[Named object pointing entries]
+++
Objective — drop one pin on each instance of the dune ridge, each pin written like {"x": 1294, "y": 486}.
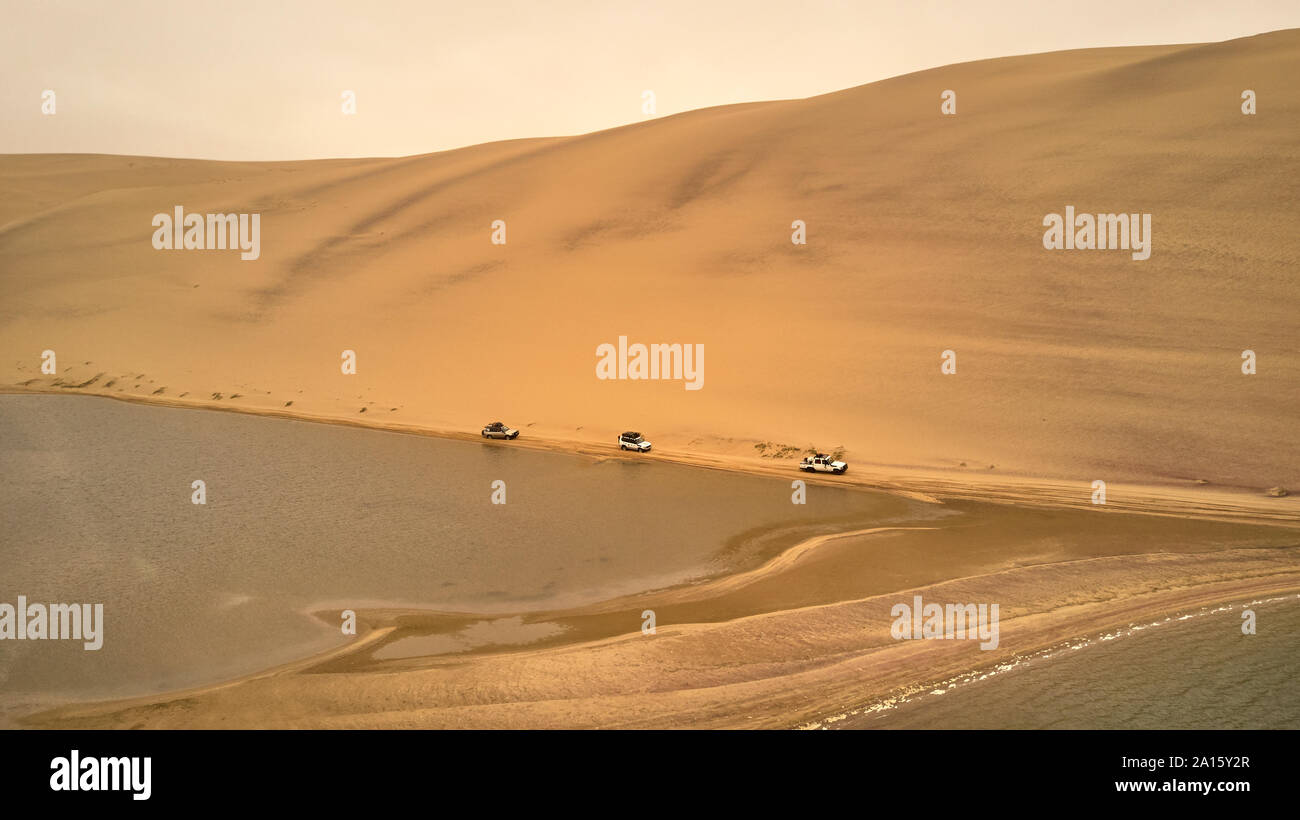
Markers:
{"x": 923, "y": 235}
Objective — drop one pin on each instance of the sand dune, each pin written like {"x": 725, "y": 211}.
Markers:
{"x": 924, "y": 234}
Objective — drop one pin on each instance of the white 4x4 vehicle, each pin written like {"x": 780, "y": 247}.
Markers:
{"x": 633, "y": 441}
{"x": 822, "y": 463}
{"x": 499, "y": 430}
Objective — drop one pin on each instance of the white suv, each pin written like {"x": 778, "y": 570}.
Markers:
{"x": 633, "y": 441}
{"x": 822, "y": 463}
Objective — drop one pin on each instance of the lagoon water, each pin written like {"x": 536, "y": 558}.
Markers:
{"x": 96, "y": 507}
{"x": 1197, "y": 672}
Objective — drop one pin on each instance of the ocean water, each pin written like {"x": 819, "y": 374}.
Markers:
{"x": 1192, "y": 671}
{"x": 95, "y": 498}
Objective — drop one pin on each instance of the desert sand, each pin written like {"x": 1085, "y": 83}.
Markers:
{"x": 923, "y": 234}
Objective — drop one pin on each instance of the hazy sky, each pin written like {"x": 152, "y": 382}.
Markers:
{"x": 263, "y": 79}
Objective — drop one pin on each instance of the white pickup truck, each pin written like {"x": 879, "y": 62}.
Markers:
{"x": 822, "y": 463}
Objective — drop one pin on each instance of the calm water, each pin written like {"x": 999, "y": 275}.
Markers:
{"x": 95, "y": 503}
{"x": 1195, "y": 673}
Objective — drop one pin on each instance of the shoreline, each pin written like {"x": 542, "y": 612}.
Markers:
{"x": 714, "y": 646}
{"x": 1171, "y": 498}
{"x": 869, "y": 669}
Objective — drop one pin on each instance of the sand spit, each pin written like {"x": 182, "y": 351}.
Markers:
{"x": 767, "y": 671}
{"x": 1170, "y": 498}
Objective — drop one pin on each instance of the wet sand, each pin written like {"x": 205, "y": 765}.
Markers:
{"x": 800, "y": 638}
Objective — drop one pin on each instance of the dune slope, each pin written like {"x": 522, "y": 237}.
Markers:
{"x": 923, "y": 234}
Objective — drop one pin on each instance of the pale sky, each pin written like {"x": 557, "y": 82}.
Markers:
{"x": 242, "y": 79}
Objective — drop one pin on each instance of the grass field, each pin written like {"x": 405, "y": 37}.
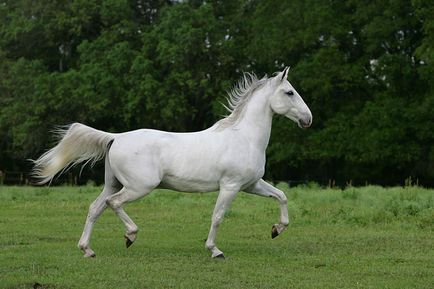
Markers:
{"x": 367, "y": 237}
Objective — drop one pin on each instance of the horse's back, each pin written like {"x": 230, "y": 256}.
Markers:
{"x": 180, "y": 161}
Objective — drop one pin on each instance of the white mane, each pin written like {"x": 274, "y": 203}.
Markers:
{"x": 239, "y": 96}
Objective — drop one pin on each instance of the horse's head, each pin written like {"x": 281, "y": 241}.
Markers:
{"x": 286, "y": 101}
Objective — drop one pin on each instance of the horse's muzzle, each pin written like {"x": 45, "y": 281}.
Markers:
{"x": 305, "y": 122}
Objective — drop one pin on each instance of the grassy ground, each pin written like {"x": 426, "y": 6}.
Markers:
{"x": 355, "y": 238}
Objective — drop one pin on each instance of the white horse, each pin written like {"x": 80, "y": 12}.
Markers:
{"x": 229, "y": 157}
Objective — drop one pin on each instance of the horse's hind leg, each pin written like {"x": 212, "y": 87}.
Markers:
{"x": 116, "y": 202}
{"x": 96, "y": 208}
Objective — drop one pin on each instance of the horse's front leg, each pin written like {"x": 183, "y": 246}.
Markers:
{"x": 224, "y": 201}
{"x": 264, "y": 189}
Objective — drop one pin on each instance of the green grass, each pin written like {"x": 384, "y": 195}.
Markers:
{"x": 367, "y": 237}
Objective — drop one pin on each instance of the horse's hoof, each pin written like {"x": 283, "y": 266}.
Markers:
{"x": 220, "y": 256}
{"x": 274, "y": 232}
{"x": 128, "y": 242}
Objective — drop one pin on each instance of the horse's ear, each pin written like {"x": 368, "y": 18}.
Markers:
{"x": 284, "y": 73}
{"x": 281, "y": 76}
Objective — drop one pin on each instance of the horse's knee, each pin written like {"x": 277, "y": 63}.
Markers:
{"x": 209, "y": 245}
{"x": 113, "y": 203}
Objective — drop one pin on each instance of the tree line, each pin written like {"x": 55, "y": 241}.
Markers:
{"x": 365, "y": 69}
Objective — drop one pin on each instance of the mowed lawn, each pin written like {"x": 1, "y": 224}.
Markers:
{"x": 368, "y": 237}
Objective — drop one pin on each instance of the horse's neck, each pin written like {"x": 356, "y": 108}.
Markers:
{"x": 256, "y": 121}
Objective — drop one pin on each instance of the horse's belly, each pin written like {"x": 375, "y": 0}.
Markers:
{"x": 188, "y": 185}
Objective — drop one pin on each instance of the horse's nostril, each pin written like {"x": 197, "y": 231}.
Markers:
{"x": 305, "y": 122}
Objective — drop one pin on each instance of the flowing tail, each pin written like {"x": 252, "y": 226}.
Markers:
{"x": 78, "y": 143}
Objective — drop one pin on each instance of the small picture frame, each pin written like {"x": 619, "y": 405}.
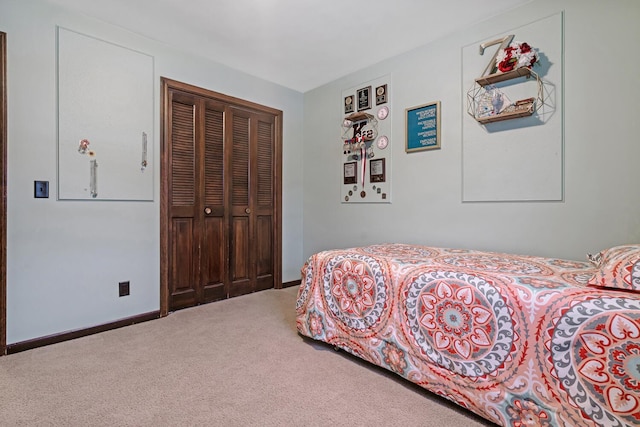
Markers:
{"x": 381, "y": 94}
{"x": 377, "y": 170}
{"x": 423, "y": 127}
{"x": 350, "y": 173}
{"x": 348, "y": 104}
{"x": 364, "y": 98}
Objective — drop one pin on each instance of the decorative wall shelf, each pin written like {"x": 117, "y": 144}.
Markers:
{"x": 360, "y": 116}
{"x": 522, "y": 108}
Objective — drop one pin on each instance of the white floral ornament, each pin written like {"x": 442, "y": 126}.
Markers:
{"x": 516, "y": 55}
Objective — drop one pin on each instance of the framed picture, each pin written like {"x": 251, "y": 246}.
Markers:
{"x": 376, "y": 170}
{"x": 381, "y": 94}
{"x": 364, "y": 98}
{"x": 349, "y": 173}
{"x": 348, "y": 104}
{"x": 423, "y": 127}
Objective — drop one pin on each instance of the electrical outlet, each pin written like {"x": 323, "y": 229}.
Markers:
{"x": 124, "y": 288}
{"x": 41, "y": 189}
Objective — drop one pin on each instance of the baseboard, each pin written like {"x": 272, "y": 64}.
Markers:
{"x": 66, "y": 336}
{"x": 293, "y": 283}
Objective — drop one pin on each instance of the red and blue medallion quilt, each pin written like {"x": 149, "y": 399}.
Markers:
{"x": 519, "y": 340}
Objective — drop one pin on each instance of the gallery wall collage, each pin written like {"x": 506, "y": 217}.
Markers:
{"x": 366, "y": 142}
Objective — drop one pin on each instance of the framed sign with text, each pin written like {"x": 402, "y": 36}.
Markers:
{"x": 423, "y": 127}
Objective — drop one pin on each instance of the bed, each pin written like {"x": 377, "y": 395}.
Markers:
{"x": 519, "y": 340}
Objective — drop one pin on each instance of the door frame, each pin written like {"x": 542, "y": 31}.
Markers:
{"x": 166, "y": 86}
{"x": 3, "y": 193}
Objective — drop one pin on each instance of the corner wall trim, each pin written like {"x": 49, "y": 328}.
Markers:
{"x": 66, "y": 336}
{"x": 292, "y": 283}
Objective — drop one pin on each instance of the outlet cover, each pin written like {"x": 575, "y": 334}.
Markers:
{"x": 123, "y": 288}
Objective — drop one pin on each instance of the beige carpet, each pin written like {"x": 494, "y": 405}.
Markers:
{"x": 238, "y": 362}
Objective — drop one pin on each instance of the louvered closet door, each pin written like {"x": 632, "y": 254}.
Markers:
{"x": 252, "y": 204}
{"x": 221, "y": 205}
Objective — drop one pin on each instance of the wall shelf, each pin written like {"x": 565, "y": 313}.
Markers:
{"x": 521, "y": 108}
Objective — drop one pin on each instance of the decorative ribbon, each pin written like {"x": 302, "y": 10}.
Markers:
{"x": 363, "y": 157}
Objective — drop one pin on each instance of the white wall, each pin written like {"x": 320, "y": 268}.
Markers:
{"x": 65, "y": 258}
{"x": 601, "y": 206}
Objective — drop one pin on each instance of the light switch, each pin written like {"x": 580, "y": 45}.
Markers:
{"x": 41, "y": 189}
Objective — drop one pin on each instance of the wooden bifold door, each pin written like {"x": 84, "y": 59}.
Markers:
{"x": 220, "y": 197}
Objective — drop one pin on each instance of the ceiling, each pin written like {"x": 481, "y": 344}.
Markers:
{"x": 299, "y": 44}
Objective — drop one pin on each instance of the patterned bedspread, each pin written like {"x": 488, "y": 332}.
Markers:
{"x": 519, "y": 340}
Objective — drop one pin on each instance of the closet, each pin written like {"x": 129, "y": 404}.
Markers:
{"x": 220, "y": 196}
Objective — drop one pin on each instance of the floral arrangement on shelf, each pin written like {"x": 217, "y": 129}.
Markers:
{"x": 516, "y": 55}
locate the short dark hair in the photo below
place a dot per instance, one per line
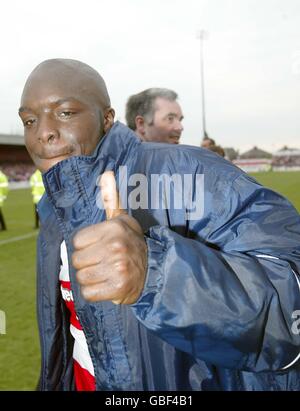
(142, 104)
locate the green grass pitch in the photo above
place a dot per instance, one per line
(19, 347)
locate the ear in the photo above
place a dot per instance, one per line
(140, 125)
(109, 116)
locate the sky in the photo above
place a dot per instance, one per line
(251, 60)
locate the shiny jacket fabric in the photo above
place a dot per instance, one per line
(221, 300)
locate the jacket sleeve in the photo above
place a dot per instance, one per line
(233, 299)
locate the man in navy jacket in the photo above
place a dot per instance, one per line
(194, 285)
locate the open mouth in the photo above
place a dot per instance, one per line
(54, 154)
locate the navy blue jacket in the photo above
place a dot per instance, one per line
(220, 309)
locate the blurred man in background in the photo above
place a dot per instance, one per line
(37, 191)
(155, 115)
(3, 195)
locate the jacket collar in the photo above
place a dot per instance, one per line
(111, 151)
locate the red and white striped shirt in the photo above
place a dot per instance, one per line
(83, 366)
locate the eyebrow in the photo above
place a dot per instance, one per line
(58, 102)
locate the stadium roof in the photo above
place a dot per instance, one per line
(12, 139)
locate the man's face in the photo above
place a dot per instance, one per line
(166, 126)
(60, 120)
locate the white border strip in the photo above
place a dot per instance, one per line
(298, 282)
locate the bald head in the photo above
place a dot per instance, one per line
(65, 110)
(70, 75)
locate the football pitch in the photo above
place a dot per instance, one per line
(19, 346)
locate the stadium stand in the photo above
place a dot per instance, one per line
(254, 160)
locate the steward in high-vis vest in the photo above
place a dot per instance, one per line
(3, 195)
(37, 190)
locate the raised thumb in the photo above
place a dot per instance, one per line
(110, 196)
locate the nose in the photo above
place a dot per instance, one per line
(48, 132)
(179, 126)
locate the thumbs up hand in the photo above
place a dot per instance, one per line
(111, 257)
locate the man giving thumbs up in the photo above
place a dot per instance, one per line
(111, 256)
(200, 301)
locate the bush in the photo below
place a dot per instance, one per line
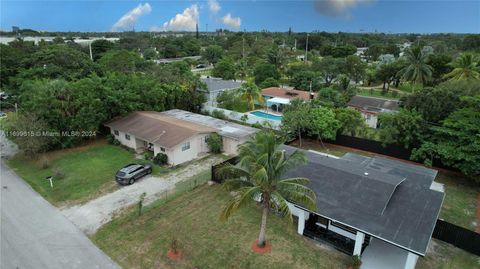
(148, 155)
(160, 159)
(58, 174)
(219, 114)
(44, 162)
(215, 143)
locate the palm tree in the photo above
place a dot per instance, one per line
(251, 93)
(259, 176)
(466, 66)
(416, 69)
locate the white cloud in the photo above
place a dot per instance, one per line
(185, 21)
(337, 8)
(233, 22)
(214, 6)
(128, 21)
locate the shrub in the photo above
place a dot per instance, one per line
(44, 162)
(160, 159)
(58, 174)
(110, 139)
(148, 155)
(215, 143)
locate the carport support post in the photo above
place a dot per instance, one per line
(301, 221)
(358, 243)
(411, 261)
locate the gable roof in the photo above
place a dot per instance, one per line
+++
» **GIVEN REQUEST**
Exclude all pictures and reproduce verbatim the lines running from the line that contains "locate the bush in the photo below" to the end of the data above, both ends included.

» **REPLY TO THE TASK**
locate the bush in the photo below
place a dot per instance, one per line
(148, 155)
(160, 159)
(58, 174)
(219, 114)
(44, 162)
(215, 143)
locate the palm tree in the photo above
place a dot per instance, one per line
(251, 93)
(259, 176)
(466, 66)
(416, 69)
locate the white cloud in the photo above
place a dot per instance, one per line
(185, 21)
(337, 8)
(233, 22)
(214, 6)
(128, 21)
locate the shrub in the photo above
place a dot per instance, one per line
(44, 162)
(160, 159)
(58, 174)
(110, 139)
(148, 155)
(215, 143)
locate the carport support post in the photo above
place a dot per instance, one per line
(301, 221)
(358, 243)
(411, 261)
locate the gable roof in the photo above
place a dot per instance, one per line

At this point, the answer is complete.